■ **INSTRUCTIONS TO FOLLOW**
In the NVIDIA and Google Cloud partnership article, what purpose is given for extending the partnership and for the new infrastructure options and software integrations? Answer in one to three sentences.

───── PASSAGE PROVIDED

NVIDIA and Google Cloud revealed an extension of their technology partnership intended to accelerate agentic and physical AI workloads. Announced at Google Cloud Next in Las Vegas, the firms described new infrastructure options and software integrations meant to scale large inference and training workloads.
A5X bare-metal instances and cluster scale
The centerpiece of the announcement is the introduction of NVIDIA Vera Rubin-powered A5X bare-metal instances. According to the companies, these instances can be aggregated into multisite clusters that scale up to 960,000 NVIDIA Rubin GPUs. Within a single site, the A5X configuration, which pairs NVIDIA ConnectX-9 SuperNICs with Google Virgo networking, can scale to as many as 80,000 NVIDIA Rubin GPUs.
The release notes performance improvements relative to the prior generation, stating the new systems deliver up to 10 times lower inference cost per token and 10 times higher token throughput per megawatt.
Expanded Blackwell portfolio on Google Cloud
Google Cloud’s NVIDIA Blackwell portfolio was outlined in detail. It includes:
- A4 virtual machines built on NVIDIA HGX B200 systems
- Rack-scale A4X VMs that use NVIDIA GB200 NVL72 systems
- A4X Max configurations built on NVIDIA GB300 NVL72 systems
- Fractional G4 VMs powered by NVIDIA RTX PRO 6000 Blackwell Server Edition GPUs
Customers and workloads
The companies said some large-scale inference workloads for OpenAI run on NVIDIA GB300 and GB200 NVL72 systems on Google Cloud, including support for ChatGPT. Thinking Machines Lab is scaling its Tinker API on A4X Max VMs using GB300 NVL72 systems. In addition, Google Gemini models running on NVIDIA Blackwell and Blackwell Ultra GPUs are now in preview on Google Distributed Cloud.

──────────
───── DATASET CONTENT

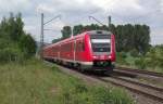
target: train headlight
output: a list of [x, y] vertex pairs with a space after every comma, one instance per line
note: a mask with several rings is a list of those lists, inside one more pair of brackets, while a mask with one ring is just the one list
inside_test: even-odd
[[92, 57], [93, 57], [93, 58], [97, 58], [98, 56], [93, 55]]
[[110, 56], [108, 56], [109, 58], [112, 58], [112, 56], [110, 55]]

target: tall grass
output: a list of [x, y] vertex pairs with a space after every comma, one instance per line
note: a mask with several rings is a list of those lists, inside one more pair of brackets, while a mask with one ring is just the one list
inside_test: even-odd
[[0, 66], [0, 104], [133, 104], [118, 88], [89, 87], [40, 61]]

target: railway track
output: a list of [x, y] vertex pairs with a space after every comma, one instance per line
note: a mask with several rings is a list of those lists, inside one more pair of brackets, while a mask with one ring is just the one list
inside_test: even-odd
[[154, 72], [149, 72], [149, 70], [142, 70], [142, 69], [133, 69], [133, 68], [127, 68], [127, 67], [116, 67], [117, 70], [124, 70], [124, 72], [129, 72], [129, 73], [136, 73], [136, 74], [143, 74], [143, 75], [150, 75], [154, 77], [162, 77], [163, 74], [161, 73], [154, 73]]
[[[57, 65], [57, 66], [60, 68], [64, 68], [66, 70], [68, 69], [70, 72], [76, 72], [75, 69], [70, 69], [64, 66], [60, 66], [60, 65]], [[76, 72], [76, 74], [80, 74], [80, 73]], [[140, 95], [143, 95], [145, 98], [149, 98], [153, 101], [163, 103], [163, 88], [138, 82], [135, 80], [125, 79], [125, 78], [114, 76], [114, 75], [110, 76], [110, 77], [108, 77], [108, 76], [102, 77], [102, 76], [97, 76], [97, 75], [91, 75], [91, 74], [90, 75], [82, 74], [82, 75], [87, 78], [91, 78], [91, 79], [96, 79], [101, 82], [104, 82], [105, 84], [112, 83], [112, 84], [115, 84], [118, 87], [123, 87], [134, 93], [140, 94]]]
[[152, 100], [156, 100], [163, 103], [163, 88], [158, 88], [158, 87], [153, 87], [153, 86], [149, 86], [149, 84], [145, 84], [141, 82], [131, 81], [131, 80], [127, 80], [127, 79], [124, 79], [121, 77], [114, 77], [114, 76], [106, 77], [106, 78], [93, 76], [93, 78], [99, 79], [104, 82], [111, 82], [115, 86], [126, 88], [135, 93], [143, 94], [147, 98], [150, 98]]

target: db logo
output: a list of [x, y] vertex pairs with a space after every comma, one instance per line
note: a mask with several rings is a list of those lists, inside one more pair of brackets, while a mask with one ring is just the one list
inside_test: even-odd
[[101, 60], [104, 60], [104, 55], [101, 55], [100, 58], [101, 58]]

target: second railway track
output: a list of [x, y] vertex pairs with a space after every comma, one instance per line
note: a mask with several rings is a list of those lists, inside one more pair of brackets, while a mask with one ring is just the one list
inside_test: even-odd
[[[70, 69], [67, 67], [64, 66], [60, 66], [57, 65], [60, 68], [64, 68], [64, 69]], [[70, 69], [70, 72], [76, 72], [75, 69]], [[79, 74], [78, 72], [76, 72], [76, 74]], [[159, 87], [154, 87], [151, 84], [146, 84], [146, 83], [141, 83], [141, 82], [137, 82], [137, 81], [131, 81], [128, 79], [124, 79], [117, 76], [96, 76], [96, 75], [85, 75], [82, 74], [83, 76], [86, 76], [87, 78], [91, 78], [91, 79], [96, 79], [99, 80], [101, 82], [104, 82], [106, 84], [112, 83], [118, 87], [123, 87], [128, 89], [129, 91], [143, 95], [145, 98], [149, 98], [153, 101], [158, 101], [160, 102], [159, 104], [163, 103], [163, 88], [159, 88]], [[158, 103], [156, 103], [158, 104]]]
[[137, 81], [131, 81], [127, 79], [123, 79], [120, 77], [95, 77], [104, 82], [111, 82], [115, 86], [124, 87], [135, 93], [143, 94], [147, 98], [159, 101], [163, 103], [163, 88], [153, 87], [150, 84], [140, 83]]

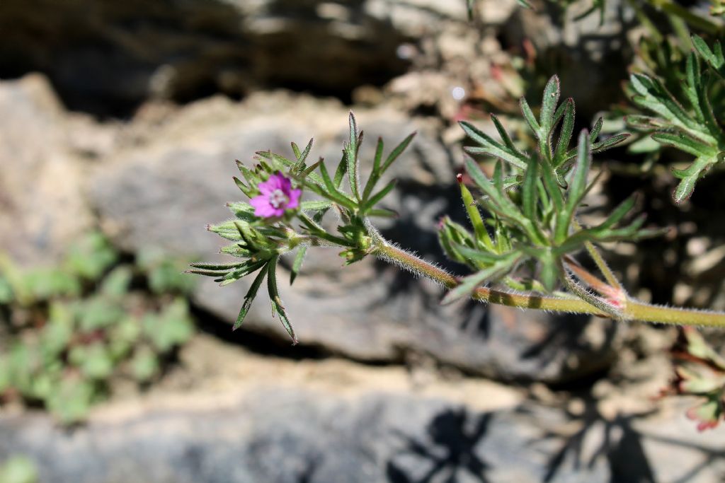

──────────

■ **PROBLEM SOLUTION**
The partnership extension is intended to accelerate agentic and physical AI workloads. The new infrastructure options and software integrations are meant to scale large inference and training workloads.